> SHORT TASK: Output the material word for word. Leave each picture out.

Named-object pointing records:
- - -

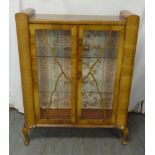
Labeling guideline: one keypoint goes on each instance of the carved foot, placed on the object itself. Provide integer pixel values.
(125, 132)
(26, 136)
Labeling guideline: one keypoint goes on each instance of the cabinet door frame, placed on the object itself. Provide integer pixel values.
(121, 31)
(73, 29)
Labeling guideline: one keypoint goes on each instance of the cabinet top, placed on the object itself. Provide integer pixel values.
(76, 19)
(33, 18)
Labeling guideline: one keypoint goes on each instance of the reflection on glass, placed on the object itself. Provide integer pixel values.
(98, 69)
(54, 68)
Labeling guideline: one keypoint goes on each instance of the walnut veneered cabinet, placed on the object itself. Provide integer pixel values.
(76, 70)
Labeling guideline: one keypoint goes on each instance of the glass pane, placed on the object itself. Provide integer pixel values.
(54, 72)
(98, 73)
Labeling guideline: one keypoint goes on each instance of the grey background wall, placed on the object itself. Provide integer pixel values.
(84, 7)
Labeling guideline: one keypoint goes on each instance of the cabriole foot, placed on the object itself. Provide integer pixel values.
(26, 136)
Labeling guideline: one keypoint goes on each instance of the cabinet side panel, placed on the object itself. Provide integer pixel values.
(127, 70)
(22, 21)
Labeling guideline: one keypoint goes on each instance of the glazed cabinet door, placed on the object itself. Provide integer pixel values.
(99, 69)
(53, 53)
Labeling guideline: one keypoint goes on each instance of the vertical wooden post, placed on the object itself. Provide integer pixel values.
(22, 25)
(131, 34)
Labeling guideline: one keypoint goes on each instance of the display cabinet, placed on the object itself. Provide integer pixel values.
(76, 70)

- - -

> WRITTEN SOLUTION:
Labeling guideline: one keypoint goes on each instance of the carved foot, placed on the object itself. Provide integer pixel values.
(125, 132)
(26, 136)
Labeling guideline: one keypoint goes on each instance of the cabinet door frame, placed on the object itself. Provide integer pixel values.
(121, 31)
(73, 29)
Labeling guideline: one keypoint goes on each instance of the cabinet top, placed on the object itself. Provide integer pixel values.
(76, 19)
(33, 18)
Labeling guideline: one keypoint goes on each instance of the reflection on glass, placed on the object itself. Provide integer pixel values.
(98, 69)
(54, 68)
Labeling guideline: one keypoint goes on each instance of the walnut veneered cabinet, placed on the object itself. Provide integer pixel values.
(76, 70)
Labeling guideline: one keypoint goes on each instance of the glass pane, placed on the object itself. Provide integer pixel values.
(54, 72)
(98, 73)
Labeling guideline: one keypoint goes on each instance of the grey background wall, placed on the object itself. Provide integer pixel values.
(84, 7)
Labeling guideline: one keypoint goes on each instance of the cabriole foot, placed on the object itself. Provide integer pixel values.
(26, 136)
Labeling guideline: one keypoint goes on each instance of the cabinet side panel, placed on the object itself. Provide integer pixel values.
(127, 70)
(22, 21)
Labeling guideline: one keypoint goes on each instance of the glazed cabinet door, placed on the object itself. Provide integer pixel values.
(99, 69)
(53, 53)
Labeling guideline: one keypoint goes on each instance of the vertical wooden post, placed on the object itself. Provide integer pixel values.
(22, 25)
(131, 34)
Labeling guideline: one keypoint goes on each instance of the display cabinet, placed on the object itself. Provide integer pixel values.
(76, 70)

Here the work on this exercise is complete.